### Work request
Lines from the records below that contain the word "wall" are to be copied out.

[Natural language region descriptions]
▬▬▬▬▬▬▬▬▬▬
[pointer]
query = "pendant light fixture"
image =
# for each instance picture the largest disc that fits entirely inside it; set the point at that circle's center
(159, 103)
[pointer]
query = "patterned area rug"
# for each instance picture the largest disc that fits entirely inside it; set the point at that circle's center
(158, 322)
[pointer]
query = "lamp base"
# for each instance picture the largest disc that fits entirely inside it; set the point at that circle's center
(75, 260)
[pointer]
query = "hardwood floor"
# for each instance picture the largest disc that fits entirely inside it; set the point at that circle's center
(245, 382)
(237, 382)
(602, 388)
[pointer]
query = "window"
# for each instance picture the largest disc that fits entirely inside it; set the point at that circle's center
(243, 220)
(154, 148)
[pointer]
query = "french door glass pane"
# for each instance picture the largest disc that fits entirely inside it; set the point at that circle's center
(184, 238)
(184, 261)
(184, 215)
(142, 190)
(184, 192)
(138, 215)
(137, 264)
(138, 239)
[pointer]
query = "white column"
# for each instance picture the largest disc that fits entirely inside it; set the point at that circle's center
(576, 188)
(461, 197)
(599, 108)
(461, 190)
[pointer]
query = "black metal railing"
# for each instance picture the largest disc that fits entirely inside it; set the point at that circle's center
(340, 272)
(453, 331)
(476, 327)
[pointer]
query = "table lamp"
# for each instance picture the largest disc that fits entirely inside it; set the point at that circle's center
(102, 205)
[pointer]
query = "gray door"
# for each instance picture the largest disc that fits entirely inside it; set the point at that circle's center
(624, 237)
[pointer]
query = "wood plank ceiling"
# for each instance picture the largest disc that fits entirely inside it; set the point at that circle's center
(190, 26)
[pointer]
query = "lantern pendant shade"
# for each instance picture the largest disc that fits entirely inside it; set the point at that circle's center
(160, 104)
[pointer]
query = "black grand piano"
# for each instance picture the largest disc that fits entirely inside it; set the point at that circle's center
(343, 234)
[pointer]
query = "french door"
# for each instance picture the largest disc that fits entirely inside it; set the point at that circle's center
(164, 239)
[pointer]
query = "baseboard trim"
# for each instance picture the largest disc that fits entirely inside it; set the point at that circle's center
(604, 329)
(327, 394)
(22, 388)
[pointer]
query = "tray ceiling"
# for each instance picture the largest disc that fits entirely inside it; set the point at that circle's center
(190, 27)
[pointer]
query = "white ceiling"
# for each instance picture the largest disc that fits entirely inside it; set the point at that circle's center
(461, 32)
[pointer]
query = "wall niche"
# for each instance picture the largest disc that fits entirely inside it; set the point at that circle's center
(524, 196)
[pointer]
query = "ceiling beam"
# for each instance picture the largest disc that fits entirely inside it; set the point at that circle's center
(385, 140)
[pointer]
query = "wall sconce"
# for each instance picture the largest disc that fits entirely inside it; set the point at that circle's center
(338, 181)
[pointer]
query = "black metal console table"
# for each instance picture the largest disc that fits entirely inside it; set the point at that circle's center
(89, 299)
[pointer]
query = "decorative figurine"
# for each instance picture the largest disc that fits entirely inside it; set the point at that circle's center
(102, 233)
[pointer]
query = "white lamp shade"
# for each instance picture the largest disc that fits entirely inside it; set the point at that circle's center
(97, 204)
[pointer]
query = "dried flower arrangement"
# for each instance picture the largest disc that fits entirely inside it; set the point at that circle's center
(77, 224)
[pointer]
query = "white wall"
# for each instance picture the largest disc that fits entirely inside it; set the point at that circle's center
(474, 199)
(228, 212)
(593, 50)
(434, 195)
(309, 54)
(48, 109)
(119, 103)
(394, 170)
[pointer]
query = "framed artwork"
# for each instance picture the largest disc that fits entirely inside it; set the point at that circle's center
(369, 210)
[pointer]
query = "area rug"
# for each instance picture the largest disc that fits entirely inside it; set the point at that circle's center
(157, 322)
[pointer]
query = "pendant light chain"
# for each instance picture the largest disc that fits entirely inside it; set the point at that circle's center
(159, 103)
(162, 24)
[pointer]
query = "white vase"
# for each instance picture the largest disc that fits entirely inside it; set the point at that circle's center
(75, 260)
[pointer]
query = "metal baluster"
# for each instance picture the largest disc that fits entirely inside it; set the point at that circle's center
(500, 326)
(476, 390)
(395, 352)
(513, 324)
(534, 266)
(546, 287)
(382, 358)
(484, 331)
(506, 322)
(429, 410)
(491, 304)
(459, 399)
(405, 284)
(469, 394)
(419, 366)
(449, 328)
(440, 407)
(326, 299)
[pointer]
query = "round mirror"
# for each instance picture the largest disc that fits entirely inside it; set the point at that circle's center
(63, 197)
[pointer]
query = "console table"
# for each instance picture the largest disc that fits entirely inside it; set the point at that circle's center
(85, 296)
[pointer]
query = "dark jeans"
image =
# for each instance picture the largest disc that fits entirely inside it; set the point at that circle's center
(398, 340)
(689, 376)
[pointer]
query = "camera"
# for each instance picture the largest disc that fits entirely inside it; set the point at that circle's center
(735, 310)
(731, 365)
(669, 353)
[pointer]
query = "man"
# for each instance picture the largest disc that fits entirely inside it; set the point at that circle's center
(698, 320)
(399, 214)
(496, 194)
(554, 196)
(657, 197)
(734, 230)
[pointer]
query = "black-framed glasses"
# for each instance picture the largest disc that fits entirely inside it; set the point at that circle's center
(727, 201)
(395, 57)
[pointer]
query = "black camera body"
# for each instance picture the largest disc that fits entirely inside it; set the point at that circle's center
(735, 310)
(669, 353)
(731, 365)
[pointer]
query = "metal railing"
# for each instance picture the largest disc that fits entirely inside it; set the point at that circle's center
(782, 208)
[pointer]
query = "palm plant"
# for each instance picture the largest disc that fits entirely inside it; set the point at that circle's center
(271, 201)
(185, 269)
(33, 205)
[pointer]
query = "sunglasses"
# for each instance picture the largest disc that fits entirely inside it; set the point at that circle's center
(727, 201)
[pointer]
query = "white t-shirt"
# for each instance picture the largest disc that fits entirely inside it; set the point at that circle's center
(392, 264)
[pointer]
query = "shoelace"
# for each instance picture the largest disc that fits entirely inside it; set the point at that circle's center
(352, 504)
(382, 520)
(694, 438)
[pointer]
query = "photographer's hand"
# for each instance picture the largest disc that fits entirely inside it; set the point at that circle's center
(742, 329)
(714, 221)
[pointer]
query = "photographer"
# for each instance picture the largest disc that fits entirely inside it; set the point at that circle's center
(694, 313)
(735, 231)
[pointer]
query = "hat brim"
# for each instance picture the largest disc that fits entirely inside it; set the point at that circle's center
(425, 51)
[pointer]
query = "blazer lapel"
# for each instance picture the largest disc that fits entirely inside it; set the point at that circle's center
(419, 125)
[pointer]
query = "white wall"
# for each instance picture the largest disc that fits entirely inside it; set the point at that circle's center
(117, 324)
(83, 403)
▬▬▬▬▬▬▬▬▬▬
### Answer to the problem
query = "wall niche"
query = "wall sconce"
query = "white wall"
query = "white wall"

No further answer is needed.